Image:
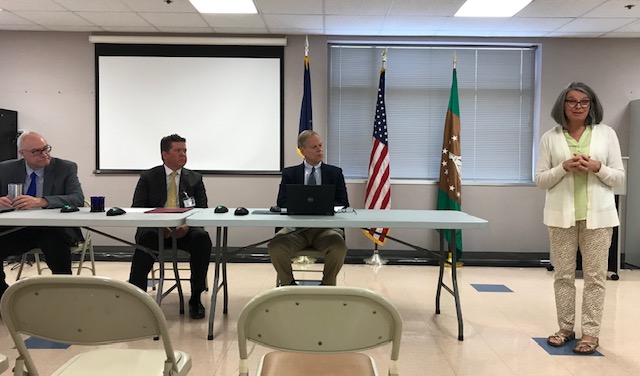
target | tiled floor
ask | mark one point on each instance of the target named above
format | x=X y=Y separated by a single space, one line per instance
x=500 y=327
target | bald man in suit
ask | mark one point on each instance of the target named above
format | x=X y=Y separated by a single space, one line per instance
x=153 y=191
x=328 y=240
x=47 y=183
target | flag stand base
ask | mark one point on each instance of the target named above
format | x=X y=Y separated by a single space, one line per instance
x=459 y=264
x=303 y=260
x=375 y=259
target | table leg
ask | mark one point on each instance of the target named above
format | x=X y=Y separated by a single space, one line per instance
x=176 y=272
x=216 y=278
x=161 y=262
x=442 y=262
x=454 y=282
x=225 y=293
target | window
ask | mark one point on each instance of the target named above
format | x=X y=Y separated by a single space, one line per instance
x=496 y=90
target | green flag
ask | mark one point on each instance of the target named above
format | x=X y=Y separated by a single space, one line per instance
x=450 y=186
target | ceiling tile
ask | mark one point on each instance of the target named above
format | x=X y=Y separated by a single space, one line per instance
x=621 y=35
x=78 y=29
x=289 y=6
x=293 y=22
x=615 y=9
x=130 y=29
x=533 y=24
x=24 y=27
x=631 y=27
x=433 y=8
x=160 y=6
x=357 y=7
x=594 y=25
x=7 y=18
x=174 y=19
x=114 y=19
x=94 y=5
x=53 y=18
x=465 y=24
x=296 y=31
x=392 y=23
x=39 y=5
x=559 y=8
x=559 y=34
x=235 y=20
x=353 y=22
x=185 y=30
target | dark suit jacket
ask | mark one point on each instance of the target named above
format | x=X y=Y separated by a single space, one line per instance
x=330 y=175
x=151 y=191
x=61 y=185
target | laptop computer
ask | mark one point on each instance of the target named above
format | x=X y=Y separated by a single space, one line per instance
x=310 y=199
::::::
### Your assignment
All entries are to be duplicated exactly, with the pictures left out.

### Output for this task
Image:
target | tiled floor
ask | mark one point on each instance of the target named above
format | x=X y=Y separated by a single space, one line per instance
x=500 y=327
target | bald man in suit
ask | mark one point on each instance of the target named above
format | x=X y=Y separated by a single space, one line per instance
x=153 y=191
x=328 y=240
x=47 y=183
target | flag stand base
ask | mark one point on each instance of the target named above
format | x=X y=Y separated by a single space, one line per instance
x=459 y=264
x=303 y=260
x=375 y=259
target | table leg
ask | mark one point on each instance of the target named above
format | x=X y=Y separated by a single space, one line per instance
x=176 y=272
x=216 y=278
x=161 y=262
x=442 y=262
x=454 y=282
x=225 y=293
target | window
ask | mark one point on each instance of the target named above
format | x=X y=Y separated by a single space, one line per instance
x=496 y=90
target | green flag
ask | mark one point on each instance of the target named above
format | x=X y=Y separated by a single space, one line per instance
x=450 y=186
target | ceiling tile
ask | mark one point on each instance of the target named above
format | x=X y=Y separated by a single space, one line per instance
x=621 y=35
x=78 y=29
x=289 y=6
x=293 y=22
x=615 y=9
x=130 y=29
x=533 y=24
x=24 y=27
x=631 y=27
x=433 y=8
x=160 y=6
x=357 y=7
x=594 y=25
x=7 y=18
x=174 y=19
x=114 y=19
x=94 y=5
x=53 y=18
x=465 y=24
x=296 y=31
x=392 y=23
x=39 y=5
x=559 y=8
x=559 y=34
x=235 y=20
x=353 y=22
x=185 y=30
target | dark suit jacket
ask | mark one point on each instance of the target named above
format | x=X y=Y separated by a single space, one line per instance
x=330 y=175
x=151 y=191
x=61 y=185
target | laptop computer
ask | mark one point on each instance of the target named above
format | x=X y=Y separated by a single space, one line per instance
x=310 y=199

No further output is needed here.